Only the text of the entries below should appear in your exact transcription; leave out every picture.

Records to use:
▬▬▬▬▬▬

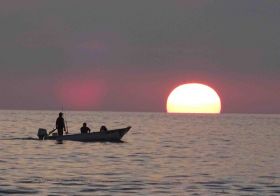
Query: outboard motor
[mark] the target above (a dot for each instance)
(42, 133)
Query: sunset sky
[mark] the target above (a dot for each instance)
(128, 55)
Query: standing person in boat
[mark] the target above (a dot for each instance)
(103, 128)
(60, 124)
(85, 129)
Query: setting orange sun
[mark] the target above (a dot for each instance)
(193, 98)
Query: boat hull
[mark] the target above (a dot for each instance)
(110, 135)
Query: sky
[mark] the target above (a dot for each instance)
(128, 55)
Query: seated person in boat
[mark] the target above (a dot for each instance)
(103, 129)
(85, 129)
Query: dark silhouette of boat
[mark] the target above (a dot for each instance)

▬▬▬▬▬▬

Finished exercise:
Query: outboard motor
[mark] the target above (a dot for each instance)
(42, 133)
Query: sunset sky
[mark] the target above (a dot for each instance)
(128, 55)
Query: standing person in boat
[mark] the target above (a dot for each instance)
(103, 128)
(60, 124)
(85, 129)
Query: setting orange sun
[mark] the target above (a dot for each instance)
(193, 98)
Query: boat hull
[mark] the target above (a dot for each instance)
(110, 135)
Query: sky
[mark] the target above (a dot for each instance)
(128, 55)
Query: seated person in boat
[mark] the target above (a dot for each instance)
(103, 129)
(85, 129)
Query: dark silhouette of boat
[mark] the target above (a dot for each instance)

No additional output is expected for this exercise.